**Goal of the exercise:**
Please render the entries below as a JSON list of strings, one string per line, leaving out blank lines.

**Records shown:**
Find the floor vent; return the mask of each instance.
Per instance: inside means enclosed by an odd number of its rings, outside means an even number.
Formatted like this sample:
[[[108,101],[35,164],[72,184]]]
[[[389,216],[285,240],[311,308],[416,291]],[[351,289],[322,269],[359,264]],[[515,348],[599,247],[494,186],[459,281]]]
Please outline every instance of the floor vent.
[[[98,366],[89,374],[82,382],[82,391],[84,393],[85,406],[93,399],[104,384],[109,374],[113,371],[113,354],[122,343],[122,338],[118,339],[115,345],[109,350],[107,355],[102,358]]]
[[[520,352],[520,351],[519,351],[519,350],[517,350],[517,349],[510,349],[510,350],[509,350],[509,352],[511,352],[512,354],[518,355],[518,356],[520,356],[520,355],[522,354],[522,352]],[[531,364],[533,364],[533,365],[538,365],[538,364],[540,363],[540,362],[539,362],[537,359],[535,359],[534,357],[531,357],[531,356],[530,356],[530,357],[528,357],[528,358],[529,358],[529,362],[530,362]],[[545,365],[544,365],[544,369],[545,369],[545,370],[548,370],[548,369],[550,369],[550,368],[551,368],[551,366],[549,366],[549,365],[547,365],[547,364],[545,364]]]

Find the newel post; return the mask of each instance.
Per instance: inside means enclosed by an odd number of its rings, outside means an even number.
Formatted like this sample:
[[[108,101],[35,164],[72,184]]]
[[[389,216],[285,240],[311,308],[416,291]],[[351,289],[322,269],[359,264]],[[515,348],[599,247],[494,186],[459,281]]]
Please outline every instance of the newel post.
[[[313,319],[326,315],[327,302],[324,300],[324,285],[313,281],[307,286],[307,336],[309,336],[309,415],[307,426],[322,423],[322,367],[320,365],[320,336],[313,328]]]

**Answer to this problem:**
[
  "Find the floor vent; return the mask of each instance.",
  "Per instance: inside means enclosed by an odd number of its rings, outside means an even number.",
  "Formatted like this sample:",
  "[[[108,101],[35,164],[72,184]]]",
  "[[[389,216],[285,240],[311,308],[416,291]],[[351,289],[322,269],[359,264]],[[515,348],[599,247],[494,186],[459,281]]]",
  "Please outline every instance of the floor vent.",
  "[[[98,366],[89,374],[82,382],[82,391],[84,393],[85,406],[93,399],[104,384],[109,374],[113,371],[113,354],[122,343],[122,338],[118,339],[115,345],[109,350],[107,355],[102,358]]]",
  "[[[520,352],[520,351],[519,351],[519,350],[517,350],[517,349],[510,349],[510,350],[509,350],[509,352],[511,352],[512,354],[518,355],[518,356],[520,356],[520,355],[522,354],[522,352]],[[531,364],[533,364],[533,365],[538,365],[538,364],[540,363],[540,362],[539,362],[537,359],[535,359],[534,357],[531,357],[531,356],[530,356],[530,357],[528,357],[528,358],[529,358],[529,362],[530,362]],[[545,365],[544,365],[544,369],[545,369],[545,370],[548,370],[548,369],[550,369],[550,368],[551,368],[551,366],[549,366],[549,365],[547,365],[547,364],[545,364]]]",
  "Find the newel post; return the mask of each instance.",
  "Per instance: inside means enclosed by an odd number of its rings, outside means an even number.",
  "Formatted like this sample:",
  "[[[108,101],[35,164],[72,184]]]",
  "[[[389,216],[285,240],[311,308],[416,291]],[[351,289],[322,269],[359,264]],[[515,348],[599,247],[494,186],[459,281]]]",
  "Please outline every instance of the newel post.",
  "[[[313,319],[326,315],[327,302],[324,300],[324,285],[313,281],[307,286],[307,336],[309,336],[309,415],[307,426],[322,423],[322,367],[320,365],[320,336],[313,328]]]"
]